Voor het ondergronds bouwen gelden de volgende regels:

  • a. ondergronds bouwen mag alleen binnen het bouwvlak dan wel onder aanbouwen, uitbouwen en bijgebouwen, met dien verstande dat minimaal 1 meter uit de perceelsgrens gebouwd moet worden;
  • b. de verticale diepte van een ondergronds bouwwerk mag niet meer dan 3,50 meter beneden peil bedragen.
19.2.5 Vrije beroepen

Voor de vrije beroepen gelden de volgende regels:

  • a. het gebruik blijft beperkt tot een oppervlakte van ten hoogste 30% van de voor de woonfunctie bestemde gebouwen met een maximum van 50 m2 per woning;
  • b. aan het woonkarakter van de voor de woonfunctie bestemde gebouwen wordt geen afbreuk gedaan.
19.3 Nadere eisen
19.3.1 Nadere eis

Burgemeester en wethouders kunnen nadere eisen stellen aan de plaats en de afmetingen van de bebouwing voor:

  • a. het straat- en bebouwingsbeeld;
  • b. de woonsituatie (in de omgeving);
  • c. de parkeersituatie;
  • d. de milieusituatie;
  • e. de verkeersveiligheid;
  • f. de gebruiksmogelijkheden van de aangrenzende gronden;
  • g. de sociale veiligheid;
  • h. de externe veiligheid.
19.3.2 Procedure

Voor het stellen van een nadere eis geldt de in 31.1 genoemde voorbereidingsprocedure.

19.4 Afwijken van de bouwregels
19.4.1 Afwijken

Het bevoegd gezag kan bij een omgevingsvergunning afwijken van het bepaalde in 19.2.2, onder a en toestaan dat een aanbouw, uitbouw of bijgebouw tot aan de voorgevel van het hoofdgebouw of het verlengde daarvan wordt gebouwd.

### WAT TE DOEN
- A) Hoe diep mag een ondergronds bouwwerk volgens het bronfragment over de bouwregels maximaal reiken?
- B) Schrijf het bronfragment over de bouwregels verder, aansluitend op de laatste zin.

(Gegevens)
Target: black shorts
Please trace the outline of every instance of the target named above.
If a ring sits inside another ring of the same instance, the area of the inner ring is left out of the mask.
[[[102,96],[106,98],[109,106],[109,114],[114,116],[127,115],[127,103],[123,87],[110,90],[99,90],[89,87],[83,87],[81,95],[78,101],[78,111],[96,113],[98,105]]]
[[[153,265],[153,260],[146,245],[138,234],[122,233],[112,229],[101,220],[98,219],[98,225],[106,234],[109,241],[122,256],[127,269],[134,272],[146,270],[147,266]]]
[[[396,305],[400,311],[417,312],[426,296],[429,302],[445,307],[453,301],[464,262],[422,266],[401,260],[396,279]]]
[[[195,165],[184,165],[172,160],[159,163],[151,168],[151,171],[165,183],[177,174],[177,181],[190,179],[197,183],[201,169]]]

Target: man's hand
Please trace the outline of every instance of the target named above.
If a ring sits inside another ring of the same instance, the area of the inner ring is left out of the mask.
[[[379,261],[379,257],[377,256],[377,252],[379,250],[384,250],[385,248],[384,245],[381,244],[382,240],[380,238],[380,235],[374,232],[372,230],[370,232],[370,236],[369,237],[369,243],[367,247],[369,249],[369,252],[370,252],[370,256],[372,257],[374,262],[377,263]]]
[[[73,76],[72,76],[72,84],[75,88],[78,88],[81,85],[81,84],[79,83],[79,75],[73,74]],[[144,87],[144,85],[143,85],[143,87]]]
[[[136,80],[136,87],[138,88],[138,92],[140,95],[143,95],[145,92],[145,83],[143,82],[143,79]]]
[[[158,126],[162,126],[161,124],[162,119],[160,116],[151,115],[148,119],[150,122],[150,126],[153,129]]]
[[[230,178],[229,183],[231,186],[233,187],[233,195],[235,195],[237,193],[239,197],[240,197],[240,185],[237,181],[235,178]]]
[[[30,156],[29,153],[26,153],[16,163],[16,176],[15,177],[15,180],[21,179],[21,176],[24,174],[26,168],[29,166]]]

### ANTWOORDEN
- A) Niet meer dan 3,50 meter beneden peil.

- B)
19.4.2 Afwegingskader

Een in 19.4.1 genoemde omgevingsvergunning kan slechts worden verleend als geen onevenredige aantasting plaatsvindt van:

  • a. het straat- en bebouwingsbeeld;
  • b. de woonsituatie (in de omgeving);
  • c. de parkeersituatie;
  • d. de milieusituatie;
  • e. de verkeersveiligheid;
  • f. de gebruiksmogelijkheden van de aangrenzende gronden;
  • g. de sociale veiligheid;
  • h. de externe veiligheid.
19.5 Specifieke gebruiksregels
19.5.1 Strijdig gebruik

Tot een gebruik in strijd met de bestemming wordt in ieder geval gerekend:

  • a. de bewoning van vrijstaande bijgebouwen;
  • b. het gebruik van gronden en opstallen voor bedrijfsmatige activiteiten aan huis.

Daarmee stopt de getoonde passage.